→ **Task brief**:
An exact transcript of all the records is the expected answer.

** Opening Data to process block **

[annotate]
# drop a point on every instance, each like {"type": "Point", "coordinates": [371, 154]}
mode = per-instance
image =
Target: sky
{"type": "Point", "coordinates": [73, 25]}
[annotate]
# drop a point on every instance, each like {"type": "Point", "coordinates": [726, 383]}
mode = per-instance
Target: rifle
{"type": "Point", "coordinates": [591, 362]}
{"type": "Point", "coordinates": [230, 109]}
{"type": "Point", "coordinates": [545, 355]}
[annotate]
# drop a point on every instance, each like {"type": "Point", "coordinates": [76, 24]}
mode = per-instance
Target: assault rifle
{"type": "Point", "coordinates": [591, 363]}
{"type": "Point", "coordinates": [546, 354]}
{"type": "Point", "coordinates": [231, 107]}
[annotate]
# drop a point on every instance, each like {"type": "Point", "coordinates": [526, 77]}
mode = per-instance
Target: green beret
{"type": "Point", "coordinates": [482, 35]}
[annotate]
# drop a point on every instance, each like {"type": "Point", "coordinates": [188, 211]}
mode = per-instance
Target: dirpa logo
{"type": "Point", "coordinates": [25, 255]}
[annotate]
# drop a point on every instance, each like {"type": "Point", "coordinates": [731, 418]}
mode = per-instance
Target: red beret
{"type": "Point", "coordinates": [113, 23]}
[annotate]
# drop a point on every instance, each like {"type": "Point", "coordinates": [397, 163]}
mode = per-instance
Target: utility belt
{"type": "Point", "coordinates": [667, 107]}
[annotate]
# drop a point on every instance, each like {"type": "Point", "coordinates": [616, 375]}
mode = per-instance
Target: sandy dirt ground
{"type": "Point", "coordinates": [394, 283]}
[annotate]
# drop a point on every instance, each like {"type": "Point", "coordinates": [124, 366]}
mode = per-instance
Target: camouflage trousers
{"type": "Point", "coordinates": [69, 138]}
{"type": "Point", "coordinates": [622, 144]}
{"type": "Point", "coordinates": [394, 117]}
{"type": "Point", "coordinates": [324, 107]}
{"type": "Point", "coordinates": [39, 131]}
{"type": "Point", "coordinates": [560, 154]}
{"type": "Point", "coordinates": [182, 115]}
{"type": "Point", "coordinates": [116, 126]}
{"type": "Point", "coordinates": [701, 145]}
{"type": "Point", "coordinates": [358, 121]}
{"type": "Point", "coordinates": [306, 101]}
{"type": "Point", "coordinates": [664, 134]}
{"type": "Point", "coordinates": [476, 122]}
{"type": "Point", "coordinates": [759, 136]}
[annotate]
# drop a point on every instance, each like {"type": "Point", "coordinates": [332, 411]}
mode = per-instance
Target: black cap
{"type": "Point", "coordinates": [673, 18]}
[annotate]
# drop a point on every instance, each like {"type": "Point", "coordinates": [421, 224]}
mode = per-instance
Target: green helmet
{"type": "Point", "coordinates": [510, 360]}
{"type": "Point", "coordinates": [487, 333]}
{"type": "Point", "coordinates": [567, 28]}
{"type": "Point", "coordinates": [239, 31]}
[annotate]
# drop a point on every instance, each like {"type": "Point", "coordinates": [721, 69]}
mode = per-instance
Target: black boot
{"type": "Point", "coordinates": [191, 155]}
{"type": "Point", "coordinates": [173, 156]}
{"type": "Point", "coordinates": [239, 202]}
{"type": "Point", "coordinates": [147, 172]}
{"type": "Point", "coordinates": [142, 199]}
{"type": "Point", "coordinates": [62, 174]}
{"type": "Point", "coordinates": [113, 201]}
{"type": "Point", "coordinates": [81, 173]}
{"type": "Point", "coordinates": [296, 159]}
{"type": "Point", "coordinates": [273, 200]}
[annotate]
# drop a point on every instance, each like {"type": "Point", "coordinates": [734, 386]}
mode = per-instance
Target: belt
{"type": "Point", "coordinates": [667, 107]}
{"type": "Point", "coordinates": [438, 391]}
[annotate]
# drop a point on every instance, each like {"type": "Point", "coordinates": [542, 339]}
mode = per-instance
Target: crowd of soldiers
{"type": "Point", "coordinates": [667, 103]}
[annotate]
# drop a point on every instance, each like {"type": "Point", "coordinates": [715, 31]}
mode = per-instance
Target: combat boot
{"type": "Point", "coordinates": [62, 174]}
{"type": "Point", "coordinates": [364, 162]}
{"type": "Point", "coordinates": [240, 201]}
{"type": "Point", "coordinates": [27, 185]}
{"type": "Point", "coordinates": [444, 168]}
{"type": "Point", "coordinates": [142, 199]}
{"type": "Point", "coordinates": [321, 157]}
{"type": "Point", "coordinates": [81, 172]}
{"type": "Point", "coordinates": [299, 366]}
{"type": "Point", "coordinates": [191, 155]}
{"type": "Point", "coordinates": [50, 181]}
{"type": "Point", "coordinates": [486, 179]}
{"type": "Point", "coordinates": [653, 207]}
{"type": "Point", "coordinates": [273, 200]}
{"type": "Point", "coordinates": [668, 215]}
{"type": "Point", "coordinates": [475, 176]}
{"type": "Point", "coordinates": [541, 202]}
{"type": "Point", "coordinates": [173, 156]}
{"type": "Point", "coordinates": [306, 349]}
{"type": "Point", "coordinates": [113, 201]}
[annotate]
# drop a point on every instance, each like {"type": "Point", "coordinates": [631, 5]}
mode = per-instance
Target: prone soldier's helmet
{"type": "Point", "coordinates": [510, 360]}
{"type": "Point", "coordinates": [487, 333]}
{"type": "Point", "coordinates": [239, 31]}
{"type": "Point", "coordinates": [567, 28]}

** Closing Data to process block **

→ **Result**:
[annotate]
# drop a point on every instance, each like {"type": "Point", "coordinates": [371, 154]}
mode = per-instance
image =
Target: sky
{"type": "Point", "coordinates": [73, 25]}
[annotate]
# drop a point on every instance, each like {"type": "Point", "coordinates": [726, 383]}
mode = per-instance
Target: rifle
{"type": "Point", "coordinates": [591, 362]}
{"type": "Point", "coordinates": [230, 109]}
{"type": "Point", "coordinates": [545, 355]}
[annotate]
# drop a point on every instance, each like {"type": "Point", "coordinates": [76, 24]}
mode = per-instance
Target: assault rifle
{"type": "Point", "coordinates": [591, 363]}
{"type": "Point", "coordinates": [546, 354]}
{"type": "Point", "coordinates": [231, 107]}
[annotate]
# drop a point on every instance, each like {"type": "Point", "coordinates": [526, 77]}
mode = per-instance
Target: green beret
{"type": "Point", "coordinates": [482, 35]}
[annotate]
# drop a point on every instance, each like {"type": "Point", "coordinates": [188, 211]}
mode = per-instance
Target: dirpa logo
{"type": "Point", "coordinates": [25, 255]}
[annotate]
# drop a point on every instance, each like {"type": "Point", "coordinates": [731, 418]}
mode = per-instance
Target: red beret
{"type": "Point", "coordinates": [113, 23]}
[annotate]
# drop a point on every instance, each like {"type": "Point", "coordinates": [397, 163]}
mode = per-instance
Target: utility belt
{"type": "Point", "coordinates": [667, 107]}
[annotate]
# drop a point on every instance, each like {"type": "Point", "coordinates": [616, 375]}
mode = per-instance
Target: sandy dirt ground
{"type": "Point", "coordinates": [394, 283]}
[annotate]
# drop a point on every instance, each like {"type": "Point", "coordinates": [124, 366]}
mode = per-instance
Target: camouflage trousers
{"type": "Point", "coordinates": [69, 138]}
{"type": "Point", "coordinates": [622, 144]}
{"type": "Point", "coordinates": [394, 117]}
{"type": "Point", "coordinates": [324, 107]}
{"type": "Point", "coordinates": [39, 131]}
{"type": "Point", "coordinates": [560, 154]}
{"type": "Point", "coordinates": [182, 115]}
{"type": "Point", "coordinates": [116, 126]}
{"type": "Point", "coordinates": [701, 145]}
{"type": "Point", "coordinates": [358, 121]}
{"type": "Point", "coordinates": [306, 101]}
{"type": "Point", "coordinates": [664, 134]}
{"type": "Point", "coordinates": [476, 122]}
{"type": "Point", "coordinates": [759, 136]}
[annotate]
# drop a point on every instance, each like {"type": "Point", "coordinates": [332, 411]}
mode = per-instance
Target: black cap
{"type": "Point", "coordinates": [673, 18]}
[annotate]
# drop a point on every instance, each like {"type": "Point", "coordinates": [421, 224]}
mode = per-instance
Target: green helmet
{"type": "Point", "coordinates": [510, 360]}
{"type": "Point", "coordinates": [487, 333]}
{"type": "Point", "coordinates": [567, 28]}
{"type": "Point", "coordinates": [239, 31]}
[annotate]
# drop a point on every instance, each like {"type": "Point", "coordinates": [721, 69]}
mode = per-instance
Target: black boot
{"type": "Point", "coordinates": [191, 155]}
{"type": "Point", "coordinates": [173, 156]}
{"type": "Point", "coordinates": [239, 202]}
{"type": "Point", "coordinates": [147, 172]}
{"type": "Point", "coordinates": [142, 199]}
{"type": "Point", "coordinates": [62, 174]}
{"type": "Point", "coordinates": [113, 201]}
{"type": "Point", "coordinates": [81, 173]}
{"type": "Point", "coordinates": [296, 159]}
{"type": "Point", "coordinates": [273, 200]}
[annotate]
# drop a point on every instance, each like {"type": "Point", "coordinates": [734, 386]}
mode = per-instance
Target: belt
{"type": "Point", "coordinates": [667, 107]}
{"type": "Point", "coordinates": [438, 391]}
[annotate]
# drop a point on every instance, each like {"type": "Point", "coordinates": [542, 339]}
mode = per-instance
Target: crowd of soldiers
{"type": "Point", "coordinates": [667, 103]}
[annotate]
# drop a point on every instance, each like {"type": "Point", "coordinates": [715, 31]}
mode = per-instance
Target: combat boot
{"type": "Point", "coordinates": [62, 174]}
{"type": "Point", "coordinates": [364, 162]}
{"type": "Point", "coordinates": [240, 201]}
{"type": "Point", "coordinates": [27, 185]}
{"type": "Point", "coordinates": [444, 168]}
{"type": "Point", "coordinates": [142, 199]}
{"type": "Point", "coordinates": [321, 157]}
{"type": "Point", "coordinates": [81, 172]}
{"type": "Point", "coordinates": [299, 366]}
{"type": "Point", "coordinates": [191, 155]}
{"type": "Point", "coordinates": [50, 181]}
{"type": "Point", "coordinates": [486, 179]}
{"type": "Point", "coordinates": [653, 207]}
{"type": "Point", "coordinates": [273, 200]}
{"type": "Point", "coordinates": [668, 215]}
{"type": "Point", "coordinates": [475, 176]}
{"type": "Point", "coordinates": [541, 202]}
{"type": "Point", "coordinates": [173, 156]}
{"type": "Point", "coordinates": [306, 349]}
{"type": "Point", "coordinates": [113, 201]}
[annotate]
# drop a point on every instance, each like {"type": "Point", "coordinates": [631, 5]}
mode = per-instance
Target: prone soldier's helmet
{"type": "Point", "coordinates": [510, 360]}
{"type": "Point", "coordinates": [487, 333]}
{"type": "Point", "coordinates": [239, 31]}
{"type": "Point", "coordinates": [567, 28]}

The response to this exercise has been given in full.